Exercise directions.
Copy the lines below word for word, starting with the line containing "The answer SHOULD provide one point per instance of the light" and continuing through the last line.

Records shown.
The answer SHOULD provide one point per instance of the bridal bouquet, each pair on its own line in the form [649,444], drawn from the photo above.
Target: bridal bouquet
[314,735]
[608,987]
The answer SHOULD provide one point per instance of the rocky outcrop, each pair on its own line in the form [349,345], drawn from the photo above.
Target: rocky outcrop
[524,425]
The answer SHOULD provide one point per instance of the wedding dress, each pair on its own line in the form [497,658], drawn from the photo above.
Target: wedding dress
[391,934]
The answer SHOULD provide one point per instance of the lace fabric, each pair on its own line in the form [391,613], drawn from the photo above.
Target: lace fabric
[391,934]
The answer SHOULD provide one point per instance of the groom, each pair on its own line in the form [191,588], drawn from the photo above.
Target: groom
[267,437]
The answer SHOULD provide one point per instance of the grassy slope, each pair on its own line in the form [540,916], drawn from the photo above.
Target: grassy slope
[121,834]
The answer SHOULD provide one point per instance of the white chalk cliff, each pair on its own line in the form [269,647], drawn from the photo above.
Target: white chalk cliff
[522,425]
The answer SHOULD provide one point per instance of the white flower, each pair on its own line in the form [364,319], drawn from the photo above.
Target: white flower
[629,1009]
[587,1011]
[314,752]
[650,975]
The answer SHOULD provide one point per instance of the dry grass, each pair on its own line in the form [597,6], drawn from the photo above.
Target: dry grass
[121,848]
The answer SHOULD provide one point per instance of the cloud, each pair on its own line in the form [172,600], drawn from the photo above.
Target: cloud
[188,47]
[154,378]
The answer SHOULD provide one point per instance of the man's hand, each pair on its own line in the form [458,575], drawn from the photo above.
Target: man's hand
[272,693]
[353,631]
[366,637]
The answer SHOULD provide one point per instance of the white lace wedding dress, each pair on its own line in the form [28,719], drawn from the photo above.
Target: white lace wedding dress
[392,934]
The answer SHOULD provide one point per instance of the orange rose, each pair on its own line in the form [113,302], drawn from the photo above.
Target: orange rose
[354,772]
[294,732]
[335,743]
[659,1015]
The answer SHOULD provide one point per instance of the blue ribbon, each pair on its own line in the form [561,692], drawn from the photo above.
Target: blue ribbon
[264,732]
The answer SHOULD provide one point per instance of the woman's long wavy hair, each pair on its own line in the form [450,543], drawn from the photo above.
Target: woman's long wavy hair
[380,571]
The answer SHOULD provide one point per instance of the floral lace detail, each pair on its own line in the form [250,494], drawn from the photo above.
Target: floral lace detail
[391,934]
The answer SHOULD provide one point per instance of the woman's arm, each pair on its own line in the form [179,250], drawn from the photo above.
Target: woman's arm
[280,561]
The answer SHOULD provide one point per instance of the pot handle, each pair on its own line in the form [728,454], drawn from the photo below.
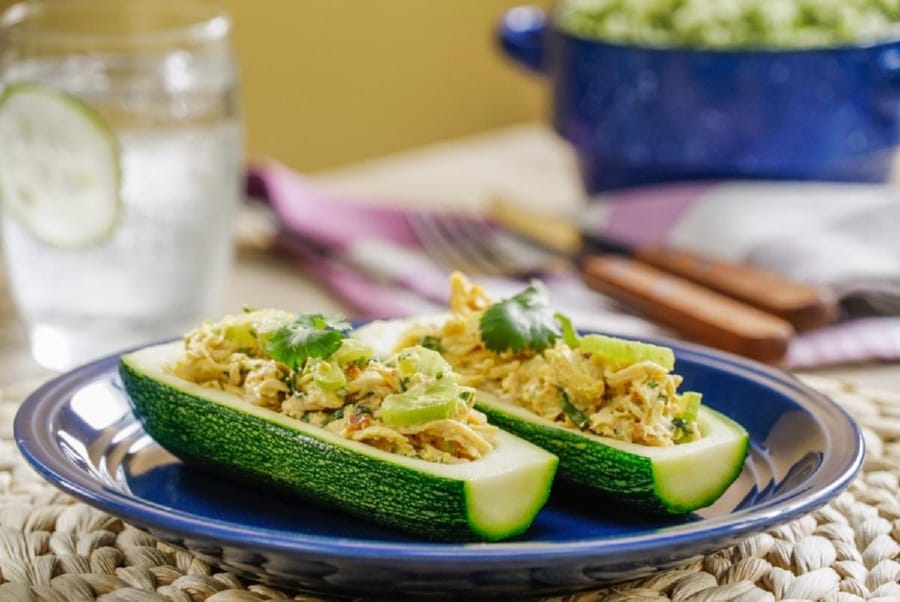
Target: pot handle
[521,35]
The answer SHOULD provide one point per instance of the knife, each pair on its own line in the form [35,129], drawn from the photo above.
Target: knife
[803,306]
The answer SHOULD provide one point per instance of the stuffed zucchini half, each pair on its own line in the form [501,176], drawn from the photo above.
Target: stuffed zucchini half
[290,402]
[610,408]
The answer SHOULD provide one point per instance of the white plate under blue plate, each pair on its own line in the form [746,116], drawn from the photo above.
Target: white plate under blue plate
[79,432]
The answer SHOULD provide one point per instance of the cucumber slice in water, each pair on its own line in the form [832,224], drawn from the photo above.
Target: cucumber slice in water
[59,166]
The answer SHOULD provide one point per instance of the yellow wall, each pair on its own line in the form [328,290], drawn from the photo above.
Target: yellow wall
[332,81]
[327,82]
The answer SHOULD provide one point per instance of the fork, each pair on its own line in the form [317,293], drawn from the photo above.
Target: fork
[478,247]
[474,246]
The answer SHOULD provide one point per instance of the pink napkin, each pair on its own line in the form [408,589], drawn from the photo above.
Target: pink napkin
[368,256]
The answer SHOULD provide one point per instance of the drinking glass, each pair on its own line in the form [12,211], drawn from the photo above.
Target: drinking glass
[121,172]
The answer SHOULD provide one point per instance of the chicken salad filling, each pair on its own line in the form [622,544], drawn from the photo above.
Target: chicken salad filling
[521,352]
[305,367]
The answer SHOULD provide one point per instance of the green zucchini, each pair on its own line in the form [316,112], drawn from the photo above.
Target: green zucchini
[491,498]
[675,479]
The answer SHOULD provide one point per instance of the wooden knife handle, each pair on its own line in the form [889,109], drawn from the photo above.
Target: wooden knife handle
[802,305]
[701,314]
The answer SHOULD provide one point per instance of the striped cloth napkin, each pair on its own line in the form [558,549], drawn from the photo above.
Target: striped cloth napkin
[836,236]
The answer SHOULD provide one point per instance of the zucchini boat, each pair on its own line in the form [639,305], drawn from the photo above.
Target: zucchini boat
[608,407]
[492,498]
[675,479]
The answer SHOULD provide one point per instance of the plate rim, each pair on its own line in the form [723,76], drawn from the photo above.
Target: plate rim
[60,472]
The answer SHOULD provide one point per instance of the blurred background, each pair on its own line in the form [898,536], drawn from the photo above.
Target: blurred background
[326,82]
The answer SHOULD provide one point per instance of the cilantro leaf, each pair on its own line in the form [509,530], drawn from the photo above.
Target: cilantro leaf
[309,335]
[522,322]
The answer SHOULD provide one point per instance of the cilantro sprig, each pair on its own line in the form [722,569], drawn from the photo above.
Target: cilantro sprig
[309,335]
[524,322]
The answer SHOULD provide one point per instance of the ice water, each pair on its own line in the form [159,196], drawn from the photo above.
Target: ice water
[165,265]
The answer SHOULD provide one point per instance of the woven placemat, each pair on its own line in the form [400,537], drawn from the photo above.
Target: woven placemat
[56,549]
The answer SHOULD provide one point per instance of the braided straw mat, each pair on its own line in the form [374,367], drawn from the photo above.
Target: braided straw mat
[56,549]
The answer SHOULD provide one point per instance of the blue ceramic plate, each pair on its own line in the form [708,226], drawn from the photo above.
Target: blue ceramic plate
[79,432]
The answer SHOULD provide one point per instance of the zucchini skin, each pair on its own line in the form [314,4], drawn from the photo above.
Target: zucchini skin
[622,477]
[248,448]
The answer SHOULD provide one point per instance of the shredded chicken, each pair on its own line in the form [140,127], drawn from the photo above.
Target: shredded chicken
[229,355]
[637,403]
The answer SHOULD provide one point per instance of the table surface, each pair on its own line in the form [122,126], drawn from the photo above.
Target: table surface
[527,163]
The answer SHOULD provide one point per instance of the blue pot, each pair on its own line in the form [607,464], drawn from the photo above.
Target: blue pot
[639,115]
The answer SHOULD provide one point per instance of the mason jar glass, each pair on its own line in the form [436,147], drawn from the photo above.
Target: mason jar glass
[120,170]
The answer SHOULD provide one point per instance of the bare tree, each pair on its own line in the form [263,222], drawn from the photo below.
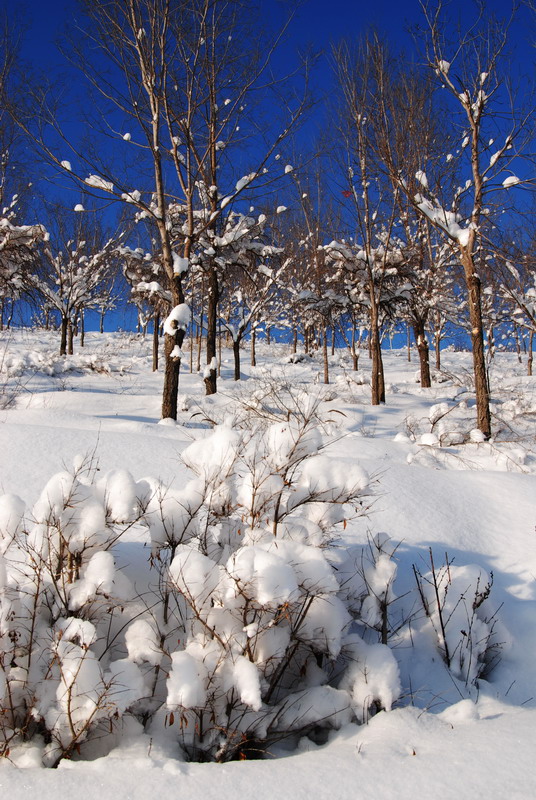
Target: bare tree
[178,80]
[467,64]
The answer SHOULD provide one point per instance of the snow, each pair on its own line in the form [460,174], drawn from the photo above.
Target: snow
[511,180]
[99,183]
[178,318]
[180,264]
[473,501]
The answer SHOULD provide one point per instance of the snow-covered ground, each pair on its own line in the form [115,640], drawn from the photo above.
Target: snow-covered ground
[436,488]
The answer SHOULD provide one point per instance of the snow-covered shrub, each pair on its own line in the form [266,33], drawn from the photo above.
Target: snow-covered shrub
[252,631]
[258,636]
[455,600]
[62,604]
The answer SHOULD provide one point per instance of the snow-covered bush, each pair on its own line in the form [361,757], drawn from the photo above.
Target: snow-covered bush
[248,635]
[455,600]
[62,604]
[258,637]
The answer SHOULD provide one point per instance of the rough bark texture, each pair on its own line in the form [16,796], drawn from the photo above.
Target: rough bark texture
[424,354]
[325,356]
[253,351]
[477,341]
[156,342]
[377,378]
[63,339]
[212,331]
[236,354]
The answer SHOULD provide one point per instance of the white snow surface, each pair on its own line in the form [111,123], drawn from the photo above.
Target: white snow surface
[473,500]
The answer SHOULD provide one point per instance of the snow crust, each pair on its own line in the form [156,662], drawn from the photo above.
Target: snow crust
[473,499]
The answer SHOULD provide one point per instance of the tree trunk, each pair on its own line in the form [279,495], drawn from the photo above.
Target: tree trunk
[253,345]
[325,355]
[212,330]
[236,354]
[172,364]
[156,342]
[477,340]
[377,382]
[424,353]
[438,349]
[63,339]
[70,337]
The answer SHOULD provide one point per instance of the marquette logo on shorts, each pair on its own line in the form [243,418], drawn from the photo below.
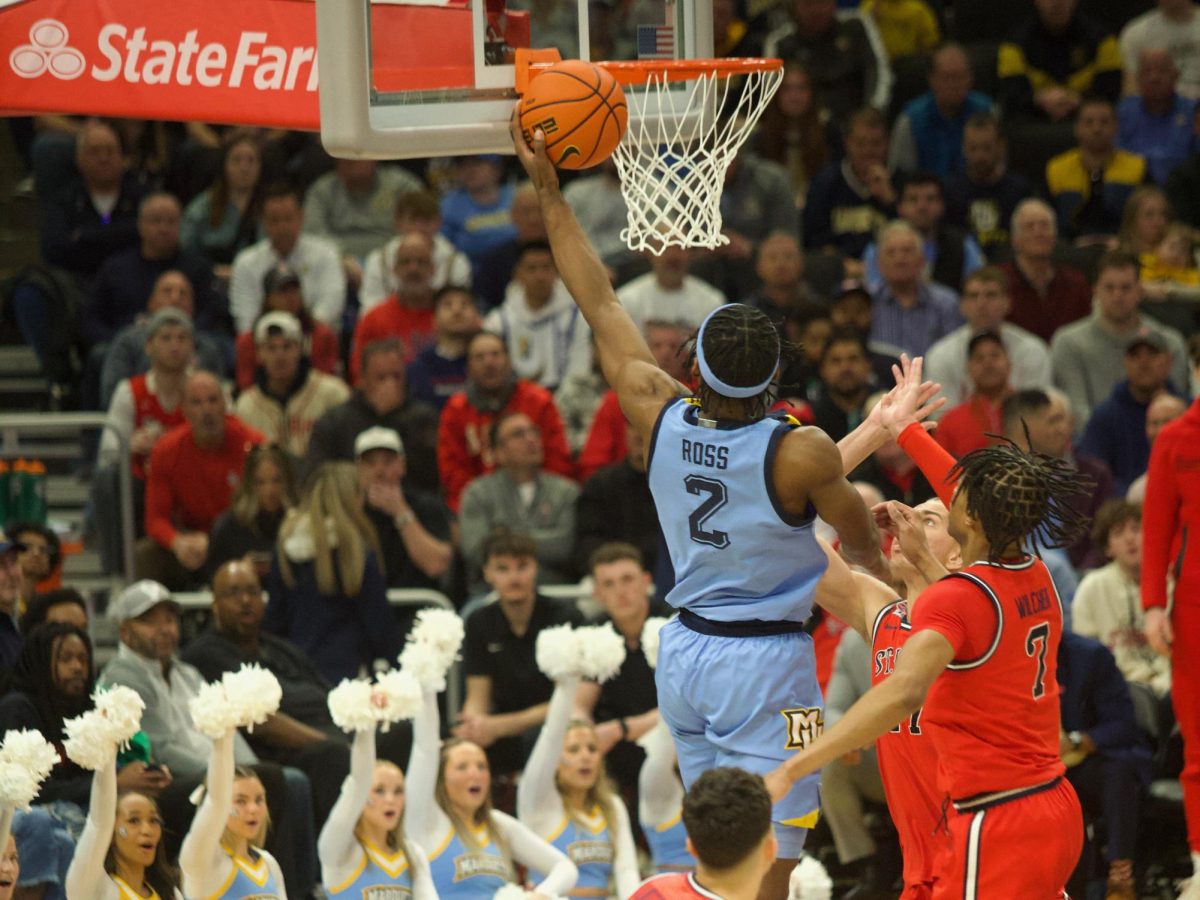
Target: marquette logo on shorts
[387,892]
[468,865]
[804,726]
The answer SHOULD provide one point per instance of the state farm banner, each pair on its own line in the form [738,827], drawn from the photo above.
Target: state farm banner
[235,61]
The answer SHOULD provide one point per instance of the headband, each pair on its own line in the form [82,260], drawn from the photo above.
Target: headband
[717,384]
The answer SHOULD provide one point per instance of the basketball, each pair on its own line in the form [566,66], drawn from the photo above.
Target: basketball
[580,108]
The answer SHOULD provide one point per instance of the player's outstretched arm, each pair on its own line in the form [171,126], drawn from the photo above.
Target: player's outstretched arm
[642,388]
[925,655]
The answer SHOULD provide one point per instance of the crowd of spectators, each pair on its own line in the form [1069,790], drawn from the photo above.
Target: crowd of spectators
[331,378]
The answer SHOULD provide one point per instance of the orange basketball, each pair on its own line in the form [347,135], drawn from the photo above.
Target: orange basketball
[580,108]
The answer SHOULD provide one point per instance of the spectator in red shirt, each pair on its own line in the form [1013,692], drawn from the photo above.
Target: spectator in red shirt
[966,426]
[1045,294]
[492,390]
[408,312]
[282,292]
[193,472]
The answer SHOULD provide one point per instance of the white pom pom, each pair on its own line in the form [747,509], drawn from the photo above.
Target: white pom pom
[255,693]
[88,741]
[120,712]
[600,652]
[426,664]
[401,695]
[442,629]
[18,786]
[31,751]
[651,639]
[557,652]
[809,881]
[213,713]
[351,707]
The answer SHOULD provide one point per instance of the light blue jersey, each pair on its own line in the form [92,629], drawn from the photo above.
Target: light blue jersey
[463,874]
[669,845]
[589,846]
[737,553]
[379,876]
[249,880]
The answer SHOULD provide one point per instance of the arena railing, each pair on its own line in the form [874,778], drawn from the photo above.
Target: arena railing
[396,597]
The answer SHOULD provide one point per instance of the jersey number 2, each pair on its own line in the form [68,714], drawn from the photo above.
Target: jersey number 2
[715,496]
[1036,643]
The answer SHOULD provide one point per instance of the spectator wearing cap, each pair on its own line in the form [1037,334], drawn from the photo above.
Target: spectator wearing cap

Result.
The answer SHOULD provide one point per instance of the light blue jersey, each pair on its own line in the form [92,629], drawn from the photo above.
Target: light blue jersey
[463,874]
[669,845]
[589,846]
[737,553]
[379,876]
[249,880]
The answer SHOULD provide one point per instance of the arena railing, each pair on its own line in the form [874,778], drawn from the photo above.
Target: arena railing
[396,597]
The answer SHOULD provide one point per instance of the jersey number 2, each pair on its own line in the form [68,714], drawn from the photo above.
Target: jersey number 2
[715,496]
[1036,643]
The answer SHOULD provide one point per instance of the spectator wearing cap, each pair on its own line in the form [1037,334], drawn from the photo above.
Target: spectator wearing cap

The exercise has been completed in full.